> **ZIEL DER AUFGABE**
Bearbeiten Sie den Abschnitt des Textes über Stromsperren in Essen, der mit „Essen. Hunderte Haushalte“ beginnt und nach „Mehrheit wird schwierig.“ endet. Geben Sie ihn erneut wieder und setzen Sie dabei „Energieversorger“ an die Stelle von „Versorger“.

> **TEXTAUSZUG**
|---|
Essen. Hunderte Haushalte in Essen haben Probleme, ihre Strom- oder Gasrechnung zu bezahlen. Ihnen droht häufig, dass die Energie abgedreht wird. Die Linken wollen dies mit einem neuen Modell verhindern. So sollen Jobcenter und Versorger enger zusammenarbeiten. Doch eine politische Mehrheit wird schwierig.

Verbraucherschützer schlagen schon länger Alarm: Die steigenden Strompreise bringen immer mehr arme Haushalte in Essen in Nöte. Fast 800 Essener – überwiegend Hartz-IV-Empfänger – mussten im vergangenen Jahr die Stadt „anpumpen“. Ihnen halfen Jobcenter oder Sozialamt mit einem Darlehen aus, um eine drohende Strom- oder Gasabschaltung zu verhindern.

Wie vielen Haushalten in Essen tatsächlich der Hahn zugedreht wird, darüber schweigen sich die Versorger aus. Für die Fraktion der Linken im Stadtrat ist jedoch jeder Fall, bei dem eine Sperre droht, einer zu viel. Sie wollen, dass Jobcenter und Versorger künftig enger zusammenarbeiten, um Stromsperren zu verhindern.

Saarbrücker Vier-Punkte-Modell als Vorbild

Als Vorbild soll das Saarbrücker Vier-Punkte-Modell dienen. In der Region Saarbrücken wurde es Anfang des Jahres eingeführt. Erste Erfahrungen sollen positiv sein. Unter anderem sieht das Modell vor: Wüssten Stromversorger, wer ihrer Kunden Hartz-IV-Empfänger ist, könnten sie bei Zahlungsproblemen direkt aufs Jobcenter zugehen. Das könnte dann schnell mit einem Darlehen einspringen. Der Haken: Hartz-IV-Empfänger müssten auf Datenschutz verzichten. Die Einwilligung soll aber freiwillig sein.
|---|
> **BEREITGESTELLTES MATERIAL**
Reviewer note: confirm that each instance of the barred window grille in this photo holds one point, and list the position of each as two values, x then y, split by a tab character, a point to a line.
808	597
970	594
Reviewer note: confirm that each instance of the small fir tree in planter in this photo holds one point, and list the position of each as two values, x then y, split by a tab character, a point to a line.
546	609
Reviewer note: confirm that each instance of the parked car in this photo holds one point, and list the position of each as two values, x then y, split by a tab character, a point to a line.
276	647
|---|
> **LÖSUNG**
Essen. Hunderte Haushalte in Essen haben Probleme, ihre Strom- oder Gasrechnung zu bezahlen. Ihnen droht häufig, dass die Energie abgedreht wird. Die Linken wollen dies mit einem neuen Modell verhindern. So sollen Jobcenter und Energieversorger enger zusammenarbeiten. Doch eine politische Mehrheit wird schwierig.